**EXTRACT**
-------
Joel Makower, Greenbiz
“Project Drawdown looks at 100 ways to “draw down” atmospheric GHG levels, whether through emissions reductions or enhanced sequestration. The book specifically quantifies out to 2050 the GHG benefits of 76 of those interventions. The authors suggest that with those interventions we can begin to reverse global warming before 2050, even based on conservative economic and deployment assumptions. Paul Hawken noted in a recent talk that the Project Drawdown team didn’t “pick” these interventions based on their own assumptions and biases, but drew upon an existing “collective human wisdom” about what to do about global warming. He argued in the same talk that this collective wisdom is reflected in the fact that deployment of many of the technologies has already begun to rapidly scale.
Hawken also makes the case that until this book no one he talked to could list the most important options and actions for reversing global warming. Certainly, there’s no doubt that he and his team have put in an enormous amount of work to put together the Project Drawdown list.” (…)
-------
**DATA EXCERPTS**
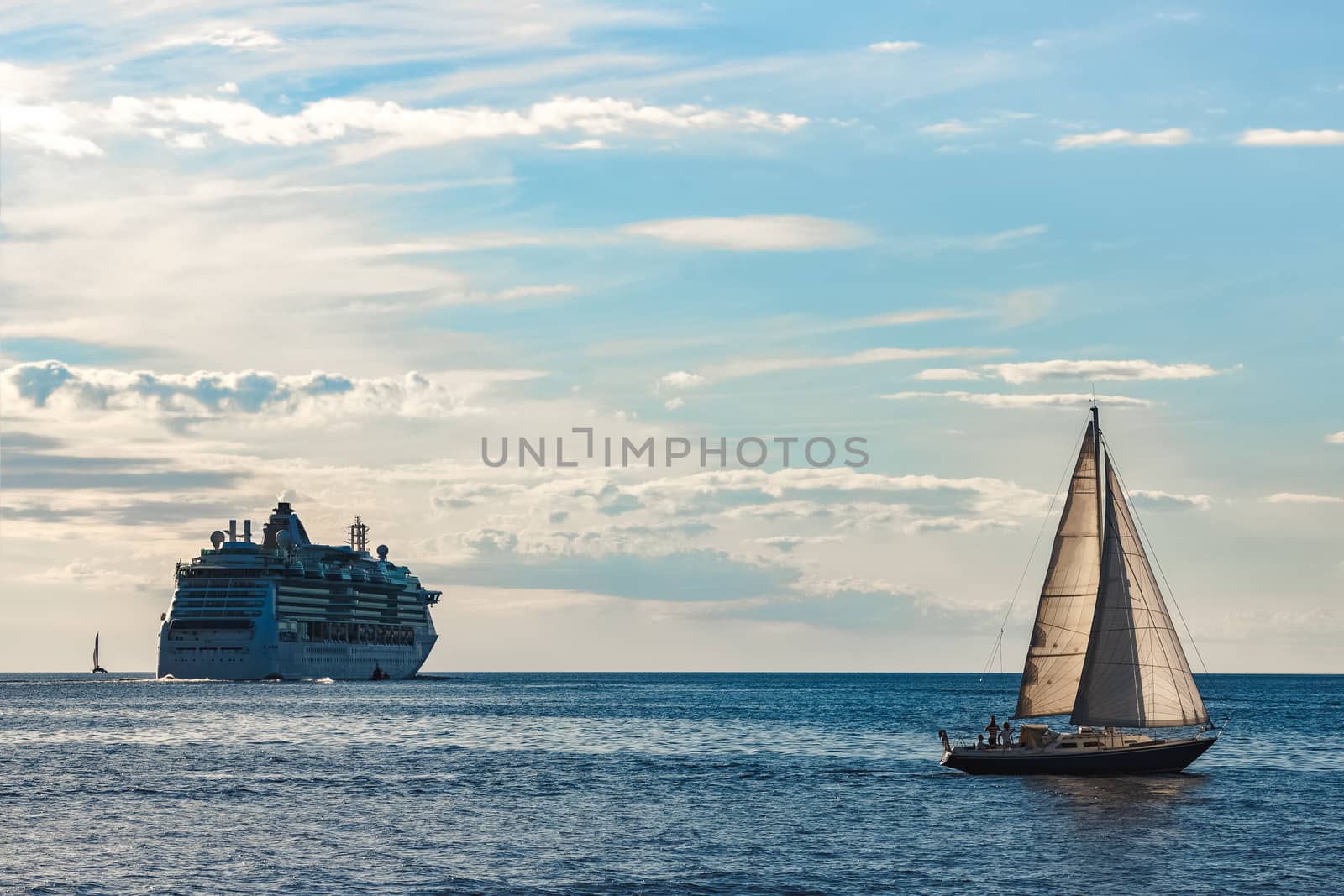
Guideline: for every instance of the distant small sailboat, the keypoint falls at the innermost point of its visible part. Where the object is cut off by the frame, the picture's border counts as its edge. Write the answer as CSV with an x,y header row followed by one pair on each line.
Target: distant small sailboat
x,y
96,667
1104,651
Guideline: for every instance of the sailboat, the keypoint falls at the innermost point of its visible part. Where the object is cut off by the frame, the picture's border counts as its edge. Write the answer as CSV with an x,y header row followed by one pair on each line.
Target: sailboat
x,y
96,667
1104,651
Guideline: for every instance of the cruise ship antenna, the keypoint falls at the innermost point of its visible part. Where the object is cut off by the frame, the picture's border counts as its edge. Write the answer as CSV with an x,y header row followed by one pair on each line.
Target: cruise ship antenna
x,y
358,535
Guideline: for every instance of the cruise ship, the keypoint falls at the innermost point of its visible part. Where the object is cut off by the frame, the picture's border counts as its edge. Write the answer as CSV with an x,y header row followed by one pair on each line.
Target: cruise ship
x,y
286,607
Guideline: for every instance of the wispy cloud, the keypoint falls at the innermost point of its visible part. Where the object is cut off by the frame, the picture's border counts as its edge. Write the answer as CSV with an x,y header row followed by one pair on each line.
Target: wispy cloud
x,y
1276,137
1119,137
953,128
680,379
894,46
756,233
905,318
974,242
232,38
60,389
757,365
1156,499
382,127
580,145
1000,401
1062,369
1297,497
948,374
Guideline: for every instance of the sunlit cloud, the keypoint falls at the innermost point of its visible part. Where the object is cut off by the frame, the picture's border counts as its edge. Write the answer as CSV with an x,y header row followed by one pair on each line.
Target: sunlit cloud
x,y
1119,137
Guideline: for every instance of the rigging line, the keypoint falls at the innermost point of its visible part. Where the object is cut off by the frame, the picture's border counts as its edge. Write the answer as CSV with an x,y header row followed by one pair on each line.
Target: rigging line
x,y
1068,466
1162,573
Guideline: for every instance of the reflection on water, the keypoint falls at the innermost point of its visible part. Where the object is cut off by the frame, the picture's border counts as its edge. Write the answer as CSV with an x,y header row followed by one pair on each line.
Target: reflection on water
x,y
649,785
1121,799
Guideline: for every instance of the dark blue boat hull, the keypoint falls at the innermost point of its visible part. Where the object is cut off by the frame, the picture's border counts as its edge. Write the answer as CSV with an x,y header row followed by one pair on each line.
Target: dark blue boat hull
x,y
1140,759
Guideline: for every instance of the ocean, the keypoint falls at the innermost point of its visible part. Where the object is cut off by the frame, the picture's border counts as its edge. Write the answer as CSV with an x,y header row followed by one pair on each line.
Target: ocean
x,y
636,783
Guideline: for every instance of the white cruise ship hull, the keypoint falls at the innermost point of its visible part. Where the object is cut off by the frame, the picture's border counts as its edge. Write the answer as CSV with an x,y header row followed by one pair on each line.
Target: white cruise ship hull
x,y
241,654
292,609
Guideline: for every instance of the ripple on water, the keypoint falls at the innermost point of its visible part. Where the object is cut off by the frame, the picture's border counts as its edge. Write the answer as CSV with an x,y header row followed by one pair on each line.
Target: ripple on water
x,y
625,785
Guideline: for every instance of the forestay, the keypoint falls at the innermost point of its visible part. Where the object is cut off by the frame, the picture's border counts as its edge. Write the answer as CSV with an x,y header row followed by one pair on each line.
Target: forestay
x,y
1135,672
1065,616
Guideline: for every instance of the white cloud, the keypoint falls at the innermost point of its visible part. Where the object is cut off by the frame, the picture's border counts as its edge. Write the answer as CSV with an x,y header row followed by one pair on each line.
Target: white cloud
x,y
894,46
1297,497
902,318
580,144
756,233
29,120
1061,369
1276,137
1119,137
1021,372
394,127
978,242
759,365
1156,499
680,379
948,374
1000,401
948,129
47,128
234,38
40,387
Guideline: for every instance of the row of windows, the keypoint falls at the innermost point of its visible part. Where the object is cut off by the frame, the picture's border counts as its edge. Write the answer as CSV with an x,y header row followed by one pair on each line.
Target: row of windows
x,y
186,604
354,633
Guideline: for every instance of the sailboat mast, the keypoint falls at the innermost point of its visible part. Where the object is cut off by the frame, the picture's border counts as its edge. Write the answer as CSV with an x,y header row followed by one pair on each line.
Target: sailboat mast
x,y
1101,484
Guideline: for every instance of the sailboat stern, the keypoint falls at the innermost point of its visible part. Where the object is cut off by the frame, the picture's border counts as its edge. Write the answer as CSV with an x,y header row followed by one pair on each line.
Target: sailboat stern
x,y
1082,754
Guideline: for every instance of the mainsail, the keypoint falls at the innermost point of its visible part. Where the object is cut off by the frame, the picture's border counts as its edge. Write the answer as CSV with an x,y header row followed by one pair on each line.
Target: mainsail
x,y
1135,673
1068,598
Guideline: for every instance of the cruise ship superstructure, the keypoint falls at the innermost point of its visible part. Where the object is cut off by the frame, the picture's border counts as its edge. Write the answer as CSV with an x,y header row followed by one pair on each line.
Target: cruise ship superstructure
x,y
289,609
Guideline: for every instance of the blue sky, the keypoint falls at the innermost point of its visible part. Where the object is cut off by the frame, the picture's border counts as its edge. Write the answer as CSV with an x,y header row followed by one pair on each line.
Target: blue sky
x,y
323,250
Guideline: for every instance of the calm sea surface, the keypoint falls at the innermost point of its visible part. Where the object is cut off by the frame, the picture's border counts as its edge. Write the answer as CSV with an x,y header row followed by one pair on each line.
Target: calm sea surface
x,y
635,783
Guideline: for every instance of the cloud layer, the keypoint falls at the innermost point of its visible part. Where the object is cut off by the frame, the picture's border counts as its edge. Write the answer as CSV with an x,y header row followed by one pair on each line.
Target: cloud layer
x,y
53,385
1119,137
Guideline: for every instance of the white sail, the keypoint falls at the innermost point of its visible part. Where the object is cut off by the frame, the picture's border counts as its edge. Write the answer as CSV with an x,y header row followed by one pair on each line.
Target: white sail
-------
**REQUIRED WORK**
Please retype the Project Drawdown passage above word for word, starting with "Joel Makower, Greenbiz" and going on through "to rapidly scale.".

**RESULT**
Joel Makower, Greenbiz
“Project Drawdown looks at 100 ways to “draw down” atmospheric GHG levels, whether through emissions reductions or enhanced sequestration. The book specifically quantifies out to 2050 the GHG benefits of 76 of those interventions. The authors suggest that with those interventions we can begin to reverse global warming before 2050, even based on conservative economic and deployment assumptions. Paul Hawken noted in a recent talk that the Project Drawdown team didn’t “pick” these interventions based on their own assumptions and biases, but drew upon an existing “collective human wisdom” about what to do about global warming. He argued in the same talk that this collective wisdom is reflected in the fact that deployment of many of the technologies has already begun to rapidly scale.